Segment Start: GIVEN TEXT

- Map of the National Highway in red

Route information
- Part of AH20
- Length: 1,640 km (1,020 mi)

Major junctions
- North end: NH 48 in Panvel, MH
- NH 166 in Ratnagiri, MH; NH 166E in Guhagar, MH; NH 548H in Banda, MH; NH 748 in Panjim, GA; NH 52 in Ankola, KA; NH 766E in kumta,KA; NH 69 in Honnavar, KA; NH 75 in Mangaluru, KA; SH 30 in Thalassery, KL; NH 766 / NH 966 in Kozhikode, KL; NH 966A / NH 544 / NH 966B / NH 85 in Kochi, KL; NH 183 / NH 744 in Kollam, KL ;
- South end: NH 44 in Kanyakumari, TN

Location
- Country: India
- States: Maharashtra: 475 km (295 mi); Goa: 137 km (85 mi); Karnataka: 294 km (183 mi); Kerala: 678 km (421 mi); Tamil Nadu: 56 km (35 mi);

Highway system
- Roads in India; Expressways; National; State; Asian;
| ← NH 65 |  | → NH 166 |

= National Highway 66 (India) =

North–south high-capacity road

National Highway 66, commonly referred to as NH 66 (erstwhile NH-17 and a part of NH-47), is a mostly 4 lane 1640 km (1020 miles) long busy National Highway that runs roughly north–south along the western coast of India, parallel to the Western Ghats. It connects Panvel, a city east of Mumbai to Kanyakumari via Mangaluru, passing through the states of Maharashtra, Goa, Karnataka, Kerala and Tamil Nadu. Also the road passes through Mahe district, the third district of Puducherry (union territory).

The highway is undergoing a major overhaul in Kerala, where the National Highways Authority of India (NHAI) is developing a six-lane national highway of international standard with a width of 45 metres. The complete 645-km stretch from Thalappady at the Karnataka border to Karode at the Tamil Nadu border is being widened to six lanes as part of the Bharatmala Pariyojana. In March 2026, major sections including the Thalappady–Chengala stretch and the Kozhikode Bypass were inaugurated, significantly easing coastal connectivity. Although the project faced unique challenges due to Kerala's high population density and land costs, leading to a reduced 45-metre right-of-way compared to the national 60-metre standard, the state government has supported the expansion by covering 25% of the land acquisition costs. Most remaining stretches are slated for completion by mid-2026.

Segment End: GIVEN TEXT

* **REQUIRED WORK**:
#1 Condense the NH 66 text's paragraph beginning "The highway is undergoing a major overhaul" into a bulleted list that keeps its main facts.
#2 According to the NH 66 text, what share of the land acquisition costs is the Kerala state government covering?
#3 From the NH 66 text, quote the stretch from "Highway system" through "Puducherry (union territory).".

Segment Start: PROVIDED INFORMATION

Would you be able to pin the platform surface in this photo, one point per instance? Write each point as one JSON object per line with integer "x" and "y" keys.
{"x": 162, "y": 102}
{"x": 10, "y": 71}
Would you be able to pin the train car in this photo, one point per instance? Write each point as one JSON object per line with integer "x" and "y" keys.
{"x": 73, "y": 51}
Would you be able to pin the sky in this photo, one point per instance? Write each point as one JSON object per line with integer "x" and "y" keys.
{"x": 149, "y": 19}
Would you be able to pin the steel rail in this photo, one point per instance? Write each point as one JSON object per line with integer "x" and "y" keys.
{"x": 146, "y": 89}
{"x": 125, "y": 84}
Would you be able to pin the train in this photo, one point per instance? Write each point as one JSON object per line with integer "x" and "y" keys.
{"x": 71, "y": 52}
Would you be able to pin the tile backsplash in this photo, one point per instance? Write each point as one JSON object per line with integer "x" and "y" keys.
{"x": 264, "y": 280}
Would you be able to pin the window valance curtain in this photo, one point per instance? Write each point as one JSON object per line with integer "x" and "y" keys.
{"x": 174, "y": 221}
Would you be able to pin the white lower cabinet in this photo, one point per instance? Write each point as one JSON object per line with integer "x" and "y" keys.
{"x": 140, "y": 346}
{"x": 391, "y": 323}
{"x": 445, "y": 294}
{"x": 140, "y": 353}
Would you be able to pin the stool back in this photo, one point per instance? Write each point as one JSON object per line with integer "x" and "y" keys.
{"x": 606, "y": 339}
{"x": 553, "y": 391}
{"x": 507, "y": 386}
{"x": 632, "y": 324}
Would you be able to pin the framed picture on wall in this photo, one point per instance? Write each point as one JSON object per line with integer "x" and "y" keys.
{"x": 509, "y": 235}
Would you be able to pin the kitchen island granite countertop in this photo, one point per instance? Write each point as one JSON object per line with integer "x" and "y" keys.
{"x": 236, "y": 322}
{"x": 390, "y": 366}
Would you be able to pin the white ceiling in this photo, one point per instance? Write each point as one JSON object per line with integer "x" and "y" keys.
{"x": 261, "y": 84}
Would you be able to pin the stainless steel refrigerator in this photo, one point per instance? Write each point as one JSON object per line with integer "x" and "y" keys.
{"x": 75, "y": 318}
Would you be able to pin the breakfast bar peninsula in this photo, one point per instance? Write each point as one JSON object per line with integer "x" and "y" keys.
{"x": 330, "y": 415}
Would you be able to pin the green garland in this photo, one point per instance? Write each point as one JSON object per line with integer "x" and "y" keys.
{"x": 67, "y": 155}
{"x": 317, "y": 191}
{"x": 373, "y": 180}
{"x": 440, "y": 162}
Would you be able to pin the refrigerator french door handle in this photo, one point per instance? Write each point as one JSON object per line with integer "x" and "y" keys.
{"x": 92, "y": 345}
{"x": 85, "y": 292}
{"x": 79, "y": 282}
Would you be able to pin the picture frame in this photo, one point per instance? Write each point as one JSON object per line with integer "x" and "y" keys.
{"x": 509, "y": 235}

Segment End: PROVIDED INFORMATION

* **SOLUTIONS PER TASK**:
#1
- The National Highways Authority of India (NHAI) is developing a six-lane, 45-meter-wide highway of international standard in Kerala.
- The full 645-km stretch from Thalappady (Karnataka border) to Karode (Tamil Nadu border) is being widened to six lanes under the Bharatmala Pariyojana.
- In March 2026, major sections, including the Thalappady–Chengala stretch and the Kozhikode Bypass, were inaugurated.
- Kerala's high population density and land costs led to a 45-meter right-of-way instead of the national 60-meter standard.
- The state government covers 25% of land acquisition costs.
- Most remaining stretches are due for completion by mid-2026.

#2 25%

#3
Highway system
- Roads in India; Expressways; National; State; Asian;
| ← NH 65 |  | → NH 166 |

= National Highway 66 (India) =

North–south high-capacity road

National Highway 66, commonly referred to as NH 66 (erstwhile NH-17 and a part of NH-47), is a mostly 4 lane 1640 km (1020 miles) long busy National Highway that runs roughly north–south along the western coast of India, parallel to the Western Ghats. It connects Panvel, a city east of Mumbai to Kanyakumari via Mangaluru, passing through the states of Maharashtra, Goa, Karnataka, Kerala and Tamil Nadu. Also the road passes through Mahe district, the third district of Puducherry (union territory).